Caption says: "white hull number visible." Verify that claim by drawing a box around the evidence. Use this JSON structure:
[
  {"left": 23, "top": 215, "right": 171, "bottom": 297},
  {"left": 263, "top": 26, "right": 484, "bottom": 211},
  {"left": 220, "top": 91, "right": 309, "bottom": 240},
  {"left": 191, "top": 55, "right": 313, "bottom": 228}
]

_ _ _ _ _ _ _

◆ WHAT IS ASKED ◆
Return every line above that contains the string "right".

◆ COMPLETED EXERCISE ◆
  {"left": 23, "top": 215, "right": 171, "bottom": 297},
  {"left": 263, "top": 26, "right": 484, "bottom": 211},
  {"left": 220, "top": 91, "right": 309, "bottom": 240},
  {"left": 191, "top": 55, "right": 313, "bottom": 228}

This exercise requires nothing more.